━━━ Available records

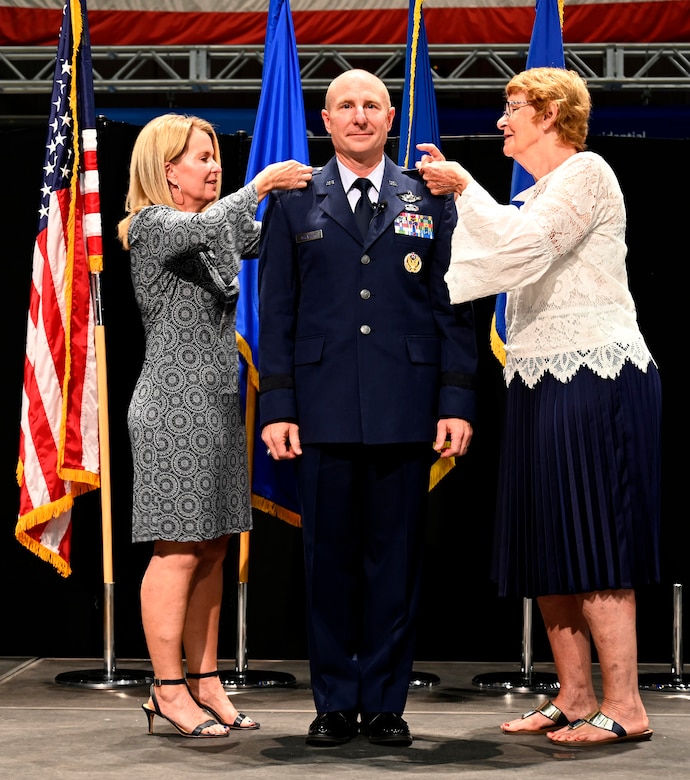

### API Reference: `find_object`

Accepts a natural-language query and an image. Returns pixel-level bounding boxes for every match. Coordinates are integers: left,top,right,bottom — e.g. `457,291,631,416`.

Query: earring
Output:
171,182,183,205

━━━━━━
━━━ Available records

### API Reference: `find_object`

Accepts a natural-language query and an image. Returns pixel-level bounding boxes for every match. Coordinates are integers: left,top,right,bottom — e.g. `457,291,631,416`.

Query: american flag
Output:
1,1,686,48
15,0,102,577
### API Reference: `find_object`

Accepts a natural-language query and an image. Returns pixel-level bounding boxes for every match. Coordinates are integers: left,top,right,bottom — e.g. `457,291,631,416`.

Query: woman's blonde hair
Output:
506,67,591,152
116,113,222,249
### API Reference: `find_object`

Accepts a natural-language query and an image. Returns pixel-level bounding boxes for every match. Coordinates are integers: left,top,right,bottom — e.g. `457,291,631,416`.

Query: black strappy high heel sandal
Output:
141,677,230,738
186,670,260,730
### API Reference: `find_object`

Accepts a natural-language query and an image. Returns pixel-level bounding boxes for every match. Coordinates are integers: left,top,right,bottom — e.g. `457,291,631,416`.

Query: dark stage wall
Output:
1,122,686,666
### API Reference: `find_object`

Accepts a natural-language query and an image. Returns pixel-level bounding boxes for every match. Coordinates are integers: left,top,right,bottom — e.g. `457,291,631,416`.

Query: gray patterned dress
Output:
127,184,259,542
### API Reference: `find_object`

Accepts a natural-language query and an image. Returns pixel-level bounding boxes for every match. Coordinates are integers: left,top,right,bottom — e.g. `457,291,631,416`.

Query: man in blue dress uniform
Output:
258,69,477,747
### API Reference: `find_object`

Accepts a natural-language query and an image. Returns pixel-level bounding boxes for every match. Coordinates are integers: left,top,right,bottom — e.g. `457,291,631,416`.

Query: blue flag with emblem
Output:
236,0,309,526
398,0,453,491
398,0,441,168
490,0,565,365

━━━━━━
━━━ Available records

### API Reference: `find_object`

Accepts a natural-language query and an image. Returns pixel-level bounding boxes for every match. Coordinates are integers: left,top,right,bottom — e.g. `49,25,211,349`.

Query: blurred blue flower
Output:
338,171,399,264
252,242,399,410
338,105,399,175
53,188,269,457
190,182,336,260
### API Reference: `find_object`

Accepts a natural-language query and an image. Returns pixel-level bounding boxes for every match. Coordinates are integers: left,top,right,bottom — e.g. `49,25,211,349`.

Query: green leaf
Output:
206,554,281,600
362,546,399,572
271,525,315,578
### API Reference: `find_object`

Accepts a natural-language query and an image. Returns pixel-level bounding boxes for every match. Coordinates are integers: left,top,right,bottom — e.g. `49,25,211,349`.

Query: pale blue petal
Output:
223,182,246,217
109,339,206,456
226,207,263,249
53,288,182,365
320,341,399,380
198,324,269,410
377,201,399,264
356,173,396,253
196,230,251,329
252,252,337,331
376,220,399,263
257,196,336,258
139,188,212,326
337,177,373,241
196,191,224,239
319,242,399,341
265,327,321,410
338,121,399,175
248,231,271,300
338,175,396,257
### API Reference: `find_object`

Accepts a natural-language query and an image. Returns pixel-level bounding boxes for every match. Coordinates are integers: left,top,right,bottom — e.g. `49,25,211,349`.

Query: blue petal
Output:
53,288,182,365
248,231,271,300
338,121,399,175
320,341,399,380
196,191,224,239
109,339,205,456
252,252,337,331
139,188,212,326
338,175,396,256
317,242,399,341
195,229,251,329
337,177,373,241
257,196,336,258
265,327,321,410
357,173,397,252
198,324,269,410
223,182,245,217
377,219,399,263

━━━━━━

Your objective: Go through the records above, find each line with the string "dress", and copy it.

Solution to this task:
Query: gray patterned dress
Query: man in blue dress uniform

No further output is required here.